> **DESCRIPTION OF THE TASK**
From the rows below, extract each line that contains the word "window". Treat uppercase and lowercase letters as different.

(Point placement records)
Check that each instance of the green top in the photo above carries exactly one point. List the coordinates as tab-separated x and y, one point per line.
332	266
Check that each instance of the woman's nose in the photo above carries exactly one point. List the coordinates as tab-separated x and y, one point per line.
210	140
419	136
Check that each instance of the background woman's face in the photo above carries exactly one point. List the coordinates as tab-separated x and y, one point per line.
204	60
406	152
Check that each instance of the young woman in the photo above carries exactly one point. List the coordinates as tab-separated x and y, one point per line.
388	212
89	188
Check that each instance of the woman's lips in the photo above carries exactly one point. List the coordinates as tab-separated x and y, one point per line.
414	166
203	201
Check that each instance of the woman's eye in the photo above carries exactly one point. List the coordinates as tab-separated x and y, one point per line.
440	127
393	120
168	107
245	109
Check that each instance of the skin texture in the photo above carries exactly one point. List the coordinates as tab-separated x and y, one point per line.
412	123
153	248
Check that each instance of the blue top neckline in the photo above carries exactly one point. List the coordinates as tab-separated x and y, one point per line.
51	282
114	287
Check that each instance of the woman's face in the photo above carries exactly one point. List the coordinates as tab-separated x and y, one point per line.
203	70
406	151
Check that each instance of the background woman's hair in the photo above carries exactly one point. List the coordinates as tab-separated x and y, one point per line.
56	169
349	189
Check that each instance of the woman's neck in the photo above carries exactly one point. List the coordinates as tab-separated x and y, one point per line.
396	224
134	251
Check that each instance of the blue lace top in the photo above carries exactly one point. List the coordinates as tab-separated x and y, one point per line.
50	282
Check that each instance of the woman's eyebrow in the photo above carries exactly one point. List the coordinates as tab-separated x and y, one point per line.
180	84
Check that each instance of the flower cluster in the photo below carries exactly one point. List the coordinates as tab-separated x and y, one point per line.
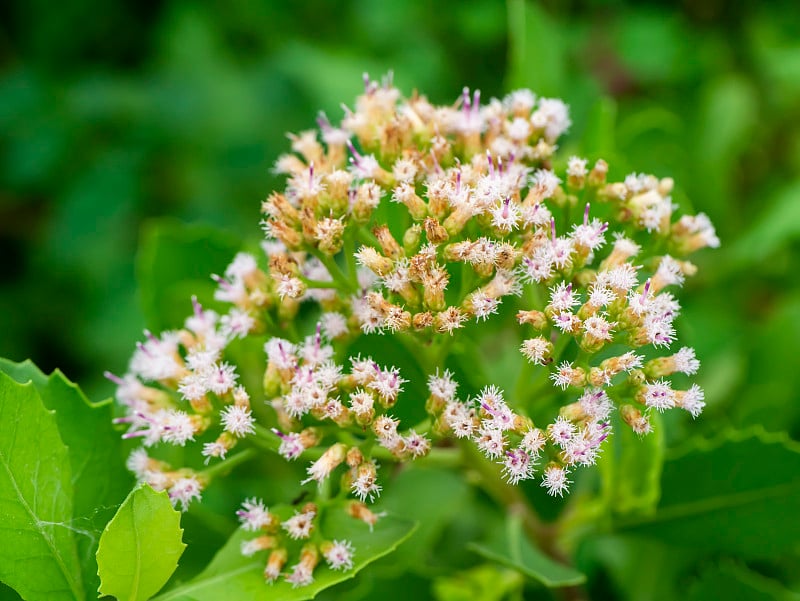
276	535
421	222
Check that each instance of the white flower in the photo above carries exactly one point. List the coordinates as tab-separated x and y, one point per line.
416	444
517	466
339	555
254	515
576	167
301	575
184	491
176	426
299	525
685	361
562	297
221	378
555	480
291	445
561	431
658	395
533	441
444	386
237	420
483	305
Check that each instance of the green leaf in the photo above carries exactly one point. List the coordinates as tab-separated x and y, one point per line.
725	494
433	497
140	547
536	53
230	575
600	135
176	261
630	469
732	581
486	582
511	548
776	227
98	472
38	555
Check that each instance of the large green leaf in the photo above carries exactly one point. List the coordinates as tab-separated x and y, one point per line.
511	548
728	494
38	555
630	469
98	473
434	497
176	261
140	547
233	576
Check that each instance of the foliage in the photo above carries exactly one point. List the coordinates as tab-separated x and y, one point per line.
118	114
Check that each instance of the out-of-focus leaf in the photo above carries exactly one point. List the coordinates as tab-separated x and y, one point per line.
652	44
778	225
731	581
230	575
176	261
725	494
433	497
536	53
140	546
484	582
511	548
630	468
98	473
599	136
38	557
619	558
726	122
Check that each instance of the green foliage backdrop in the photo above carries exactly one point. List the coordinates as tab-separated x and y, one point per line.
115	115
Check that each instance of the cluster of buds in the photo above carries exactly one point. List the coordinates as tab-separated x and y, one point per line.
276	533
307	387
179	388
416	221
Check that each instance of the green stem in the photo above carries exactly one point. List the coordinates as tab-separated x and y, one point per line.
350	256
319	283
506	495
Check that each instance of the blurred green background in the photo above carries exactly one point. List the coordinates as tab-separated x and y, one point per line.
116	113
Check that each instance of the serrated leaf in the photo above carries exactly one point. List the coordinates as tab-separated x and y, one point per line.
233	576
98	473
630	469
725	494
38	555
511	548
176	261
140	547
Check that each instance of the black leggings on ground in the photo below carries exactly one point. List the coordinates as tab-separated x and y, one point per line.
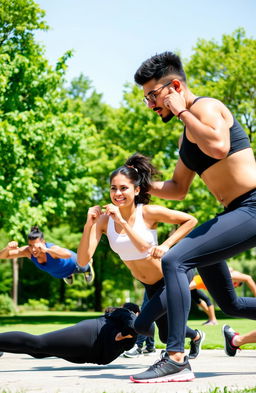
197	295
156	310
206	248
73	343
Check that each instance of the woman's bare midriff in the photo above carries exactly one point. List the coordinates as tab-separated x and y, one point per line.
231	177
147	270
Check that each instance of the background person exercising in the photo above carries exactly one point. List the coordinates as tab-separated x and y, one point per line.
57	261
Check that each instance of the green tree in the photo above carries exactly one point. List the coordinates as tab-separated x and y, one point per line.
41	145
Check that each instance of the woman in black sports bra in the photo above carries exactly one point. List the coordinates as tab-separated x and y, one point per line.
215	146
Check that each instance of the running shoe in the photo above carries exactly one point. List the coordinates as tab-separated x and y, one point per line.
165	370
195	346
149	351
229	335
210	323
135	352
69	280
89	275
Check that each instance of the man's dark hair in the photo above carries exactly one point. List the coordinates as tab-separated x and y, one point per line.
159	66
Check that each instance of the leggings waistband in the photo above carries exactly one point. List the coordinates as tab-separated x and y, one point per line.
237	201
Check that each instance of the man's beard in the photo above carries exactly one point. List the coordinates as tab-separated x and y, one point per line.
168	117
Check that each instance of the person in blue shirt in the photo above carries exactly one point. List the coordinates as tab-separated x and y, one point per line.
57	261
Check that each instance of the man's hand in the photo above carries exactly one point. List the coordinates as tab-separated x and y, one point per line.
93	214
175	101
158	251
12	245
114	212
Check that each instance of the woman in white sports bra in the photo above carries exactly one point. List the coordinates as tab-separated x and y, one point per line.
130	225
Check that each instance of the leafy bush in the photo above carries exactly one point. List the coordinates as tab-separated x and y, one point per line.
35	305
7	306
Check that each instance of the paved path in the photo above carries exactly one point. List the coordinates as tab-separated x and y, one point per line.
21	373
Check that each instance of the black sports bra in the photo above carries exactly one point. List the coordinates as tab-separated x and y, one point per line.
198	161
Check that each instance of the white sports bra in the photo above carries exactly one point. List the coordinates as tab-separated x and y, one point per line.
121	243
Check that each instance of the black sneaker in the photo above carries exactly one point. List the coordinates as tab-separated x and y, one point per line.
133	353
229	334
195	346
165	370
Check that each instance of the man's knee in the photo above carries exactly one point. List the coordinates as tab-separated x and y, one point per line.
141	327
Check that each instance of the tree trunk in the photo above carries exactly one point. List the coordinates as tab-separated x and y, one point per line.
15	282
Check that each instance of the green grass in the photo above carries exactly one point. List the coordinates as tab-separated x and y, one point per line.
43	322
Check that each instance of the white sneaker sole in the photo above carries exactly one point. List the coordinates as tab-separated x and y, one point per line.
179	377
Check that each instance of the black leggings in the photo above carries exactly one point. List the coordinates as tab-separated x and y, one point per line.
206	248
156	310
73	343
197	295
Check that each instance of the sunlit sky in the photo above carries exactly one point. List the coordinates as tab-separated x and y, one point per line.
111	38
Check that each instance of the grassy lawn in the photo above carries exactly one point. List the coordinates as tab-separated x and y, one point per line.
43	322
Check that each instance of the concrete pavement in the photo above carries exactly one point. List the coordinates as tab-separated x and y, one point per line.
23	374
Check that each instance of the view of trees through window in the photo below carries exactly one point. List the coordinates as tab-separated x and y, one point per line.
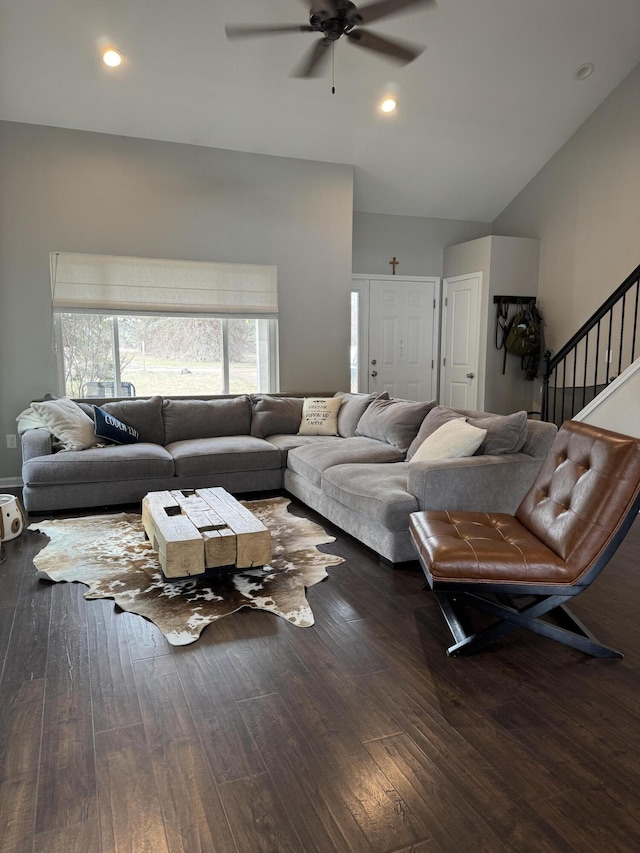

> **EXERCISE SOLUTION**
Check that each instance of the view of trees through window in the photo below carries exactly one point. List the coordinates as tab-separated x and y, one point per line.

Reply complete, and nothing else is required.